# SUPPLIED TEXT
* Begin *

Benford's Law dictates that, in any group of related numbers, whether it's a list of the areas of rivers or the street addresses of the first 342 people listed in the book "American Men of Science," numbers that begin with the digit 1 are found about 30% of the time -- three times more frequently than a naive theory might predict. The probability declines smoothly as the digits rise; the digit 9 is found at the beginning of numbers only 4.5% of the time. This counterintuitive and freaky result can, in theory, be used to help detect fraudulent tax returns, bogus scientific experiments, and other cases of data fabrication, at least until the fabricators catch on to Benford's Law.

* End *

# PROBLEM A
In the Benford's Law passage, how often is 9 found as the first digit of a number?
# PROBLEM B
In the entries, starting at their beginning and ending at the line that contains "left=774, top=448, right=802, bottom=472", switch "flower" to "blossom" and reproduce only those lines, keeping everything else unchanged.

# DATASET

* Begin *

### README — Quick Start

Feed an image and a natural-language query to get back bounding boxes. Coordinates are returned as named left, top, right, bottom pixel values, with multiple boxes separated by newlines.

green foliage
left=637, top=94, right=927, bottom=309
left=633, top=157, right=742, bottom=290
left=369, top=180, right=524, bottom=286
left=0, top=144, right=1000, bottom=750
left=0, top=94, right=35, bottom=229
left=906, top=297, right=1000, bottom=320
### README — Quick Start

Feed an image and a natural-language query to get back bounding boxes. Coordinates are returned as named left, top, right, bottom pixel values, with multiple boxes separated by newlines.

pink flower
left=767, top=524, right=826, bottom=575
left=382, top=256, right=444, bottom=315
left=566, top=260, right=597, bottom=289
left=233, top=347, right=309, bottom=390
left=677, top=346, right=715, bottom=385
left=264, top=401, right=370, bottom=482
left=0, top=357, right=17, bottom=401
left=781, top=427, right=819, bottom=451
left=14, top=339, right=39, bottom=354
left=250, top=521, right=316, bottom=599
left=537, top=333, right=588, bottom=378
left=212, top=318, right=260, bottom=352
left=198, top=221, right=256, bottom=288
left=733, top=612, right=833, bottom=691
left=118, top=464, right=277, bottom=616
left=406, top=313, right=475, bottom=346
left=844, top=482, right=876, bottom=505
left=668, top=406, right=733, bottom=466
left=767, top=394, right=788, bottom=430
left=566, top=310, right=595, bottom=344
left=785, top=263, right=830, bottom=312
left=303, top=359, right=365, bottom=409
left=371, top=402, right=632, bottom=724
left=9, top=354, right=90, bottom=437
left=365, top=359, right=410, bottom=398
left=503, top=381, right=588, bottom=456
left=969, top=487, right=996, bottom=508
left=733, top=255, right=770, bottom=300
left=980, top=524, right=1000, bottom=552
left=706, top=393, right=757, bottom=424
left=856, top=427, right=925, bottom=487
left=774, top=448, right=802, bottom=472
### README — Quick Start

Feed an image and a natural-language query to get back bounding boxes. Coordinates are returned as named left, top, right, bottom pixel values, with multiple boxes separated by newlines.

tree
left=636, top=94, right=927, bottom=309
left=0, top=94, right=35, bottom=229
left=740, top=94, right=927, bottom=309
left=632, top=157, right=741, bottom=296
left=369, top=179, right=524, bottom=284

* End *

# OUTPUT A
Only 4.5% of the time.

# OUTPUT B
### README — Quick Start

Feed an image and a natural-language query to get back bounding boxes. Coordinates are returned as named left, top, right, bottom pixel values, with multiple boxes separated by newlines.

green foliage
left=637, top=94, right=927, bottom=309
left=633, top=157, right=742, bottom=290
left=369, top=180, right=524, bottom=286
left=0, top=144, right=1000, bottom=750
left=0, top=94, right=35, bottom=229
left=906, top=297, right=1000, bottom=320
### README — Quick Start

Feed an image and a natural-language query to get back bounding boxes. Coordinates are returned as named left, top, right, bottom pixel values, with multiple boxes separated by newlines.

pink blossom
left=767, top=524, right=826, bottom=575
left=382, top=256, right=444, bottom=315
left=566, top=260, right=597, bottom=289
left=233, top=347, right=309, bottom=390
left=677, top=346, right=715, bottom=385
left=264, top=401, right=370, bottom=482
left=0, top=357, right=17, bottom=401
left=781, top=427, right=819, bottom=451
left=14, top=339, right=39, bottom=354
left=250, top=521, right=316, bottom=599
left=537, top=333, right=588, bottom=378
left=212, top=318, right=260, bottom=352
left=198, top=221, right=256, bottom=288
left=733, top=612, right=833, bottom=691
left=118, top=464, right=277, bottom=616
left=406, top=313, right=475, bottom=346
left=844, top=482, right=876, bottom=505
left=668, top=406, right=733, bottom=466
left=767, top=394, right=788, bottom=430
left=566, top=310, right=595, bottom=344
left=785, top=263, right=830, bottom=312
left=303, top=359, right=365, bottom=409
left=371, top=402, right=632, bottom=724
left=9, top=354, right=90, bottom=437
left=365, top=359, right=410, bottom=398
left=503, top=381, right=588, bottom=456
left=969, top=487, right=996, bottom=508
left=733, top=255, right=770, bottom=300
left=980, top=524, right=1000, bottom=552
left=706, top=393, right=757, bottom=424
left=856, top=427, right=925, bottom=487
left=774, top=448, right=802, bottom=472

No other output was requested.